>> START Dataset entries

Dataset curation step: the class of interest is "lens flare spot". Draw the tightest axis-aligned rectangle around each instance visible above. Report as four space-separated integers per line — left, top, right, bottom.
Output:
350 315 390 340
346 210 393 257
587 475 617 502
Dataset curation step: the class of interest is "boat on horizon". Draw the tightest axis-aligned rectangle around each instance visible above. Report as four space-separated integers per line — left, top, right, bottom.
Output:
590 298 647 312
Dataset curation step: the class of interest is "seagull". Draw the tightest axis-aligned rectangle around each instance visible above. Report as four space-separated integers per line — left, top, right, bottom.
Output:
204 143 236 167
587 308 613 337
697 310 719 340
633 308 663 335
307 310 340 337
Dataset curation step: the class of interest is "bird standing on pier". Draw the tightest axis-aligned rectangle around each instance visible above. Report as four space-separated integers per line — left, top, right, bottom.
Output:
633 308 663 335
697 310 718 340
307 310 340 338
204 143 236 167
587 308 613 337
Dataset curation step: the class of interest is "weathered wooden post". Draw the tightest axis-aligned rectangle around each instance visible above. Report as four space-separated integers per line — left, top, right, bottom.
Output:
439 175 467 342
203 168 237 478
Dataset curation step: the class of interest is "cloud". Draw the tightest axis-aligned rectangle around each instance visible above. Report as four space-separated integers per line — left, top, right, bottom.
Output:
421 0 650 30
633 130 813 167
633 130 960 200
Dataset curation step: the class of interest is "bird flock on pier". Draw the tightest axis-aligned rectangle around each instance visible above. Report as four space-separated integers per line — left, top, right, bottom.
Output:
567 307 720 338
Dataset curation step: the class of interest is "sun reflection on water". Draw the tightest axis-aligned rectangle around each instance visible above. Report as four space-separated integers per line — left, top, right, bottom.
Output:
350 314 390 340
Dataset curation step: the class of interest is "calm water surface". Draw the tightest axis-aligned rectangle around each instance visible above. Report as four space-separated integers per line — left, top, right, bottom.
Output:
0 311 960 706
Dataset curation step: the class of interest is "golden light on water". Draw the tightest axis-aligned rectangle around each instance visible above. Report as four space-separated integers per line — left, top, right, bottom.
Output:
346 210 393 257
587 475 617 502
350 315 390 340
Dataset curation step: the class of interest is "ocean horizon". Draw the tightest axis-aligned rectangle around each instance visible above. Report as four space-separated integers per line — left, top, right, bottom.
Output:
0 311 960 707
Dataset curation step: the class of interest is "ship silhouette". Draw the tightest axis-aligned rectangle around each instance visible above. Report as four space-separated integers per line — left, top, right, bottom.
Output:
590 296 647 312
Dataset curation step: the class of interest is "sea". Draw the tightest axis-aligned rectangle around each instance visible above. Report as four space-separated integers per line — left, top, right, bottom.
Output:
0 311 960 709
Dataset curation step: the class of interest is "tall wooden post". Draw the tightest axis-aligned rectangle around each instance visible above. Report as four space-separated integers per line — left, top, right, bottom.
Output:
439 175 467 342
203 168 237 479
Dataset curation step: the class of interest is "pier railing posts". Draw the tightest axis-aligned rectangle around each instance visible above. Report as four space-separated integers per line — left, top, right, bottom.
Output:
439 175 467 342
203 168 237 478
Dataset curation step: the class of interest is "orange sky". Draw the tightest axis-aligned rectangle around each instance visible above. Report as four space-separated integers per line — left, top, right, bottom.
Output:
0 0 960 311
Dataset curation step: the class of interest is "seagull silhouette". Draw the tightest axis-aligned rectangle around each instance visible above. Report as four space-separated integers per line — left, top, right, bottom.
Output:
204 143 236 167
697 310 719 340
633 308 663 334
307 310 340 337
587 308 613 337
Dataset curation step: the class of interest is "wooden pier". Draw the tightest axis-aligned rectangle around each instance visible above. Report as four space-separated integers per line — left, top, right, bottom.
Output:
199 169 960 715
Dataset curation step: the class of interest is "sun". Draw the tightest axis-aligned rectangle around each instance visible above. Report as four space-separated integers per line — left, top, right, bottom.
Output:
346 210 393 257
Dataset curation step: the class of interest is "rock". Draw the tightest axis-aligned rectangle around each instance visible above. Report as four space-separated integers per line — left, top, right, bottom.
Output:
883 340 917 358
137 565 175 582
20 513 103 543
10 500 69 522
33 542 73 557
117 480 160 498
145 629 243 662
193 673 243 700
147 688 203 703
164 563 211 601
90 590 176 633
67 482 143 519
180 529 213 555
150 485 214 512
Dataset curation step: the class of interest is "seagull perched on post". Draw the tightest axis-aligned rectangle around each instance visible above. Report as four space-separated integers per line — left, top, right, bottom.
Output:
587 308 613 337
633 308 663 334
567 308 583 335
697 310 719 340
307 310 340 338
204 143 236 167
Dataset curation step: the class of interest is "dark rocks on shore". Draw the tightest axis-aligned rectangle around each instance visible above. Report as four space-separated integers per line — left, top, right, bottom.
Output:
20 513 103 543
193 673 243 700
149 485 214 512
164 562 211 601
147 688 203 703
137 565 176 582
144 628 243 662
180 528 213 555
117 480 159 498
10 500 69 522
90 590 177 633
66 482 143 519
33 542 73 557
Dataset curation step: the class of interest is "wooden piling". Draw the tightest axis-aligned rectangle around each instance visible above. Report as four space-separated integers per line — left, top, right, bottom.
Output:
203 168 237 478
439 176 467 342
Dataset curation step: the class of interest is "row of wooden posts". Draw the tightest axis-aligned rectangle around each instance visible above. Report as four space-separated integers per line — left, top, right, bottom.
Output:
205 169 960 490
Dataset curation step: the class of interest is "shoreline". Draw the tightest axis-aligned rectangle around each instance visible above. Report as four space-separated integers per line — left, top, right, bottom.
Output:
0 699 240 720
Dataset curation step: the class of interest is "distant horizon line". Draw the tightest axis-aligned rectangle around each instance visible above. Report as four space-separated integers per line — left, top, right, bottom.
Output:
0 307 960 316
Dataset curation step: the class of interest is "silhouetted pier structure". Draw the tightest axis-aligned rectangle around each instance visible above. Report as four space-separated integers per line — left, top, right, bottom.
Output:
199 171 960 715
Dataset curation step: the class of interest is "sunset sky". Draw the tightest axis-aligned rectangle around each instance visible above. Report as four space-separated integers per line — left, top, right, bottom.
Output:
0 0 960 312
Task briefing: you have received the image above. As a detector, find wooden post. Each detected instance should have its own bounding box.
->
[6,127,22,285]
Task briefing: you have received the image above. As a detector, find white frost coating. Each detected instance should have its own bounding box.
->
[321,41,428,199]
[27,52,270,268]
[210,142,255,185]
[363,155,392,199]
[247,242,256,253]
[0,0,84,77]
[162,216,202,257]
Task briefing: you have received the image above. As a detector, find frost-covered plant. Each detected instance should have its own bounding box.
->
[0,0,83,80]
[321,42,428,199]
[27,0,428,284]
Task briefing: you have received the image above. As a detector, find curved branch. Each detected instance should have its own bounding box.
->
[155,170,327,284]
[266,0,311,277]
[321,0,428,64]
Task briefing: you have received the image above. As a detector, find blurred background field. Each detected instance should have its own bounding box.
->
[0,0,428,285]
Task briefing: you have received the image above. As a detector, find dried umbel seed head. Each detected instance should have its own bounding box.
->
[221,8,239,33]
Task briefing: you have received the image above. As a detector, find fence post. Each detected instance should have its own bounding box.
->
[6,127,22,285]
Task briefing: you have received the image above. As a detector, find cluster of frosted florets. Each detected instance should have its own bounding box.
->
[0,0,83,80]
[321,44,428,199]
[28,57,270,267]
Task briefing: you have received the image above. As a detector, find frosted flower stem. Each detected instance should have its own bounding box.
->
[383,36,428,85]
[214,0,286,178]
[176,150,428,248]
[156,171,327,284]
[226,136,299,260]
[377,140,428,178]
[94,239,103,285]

>> END Dataset entries

_What is expected_: Pull out every line of the material above that contains the string "frosted", and copy each one as it appears.

_Expected answer_:
Task briefing: you have received the image above. As a detector, find cluster of frosted florets. Each detected instance should have its own bounding box.
Task briefing: you have received the image above. As a detector, find frosted flower stem. Each detected instance should have its own bounding box.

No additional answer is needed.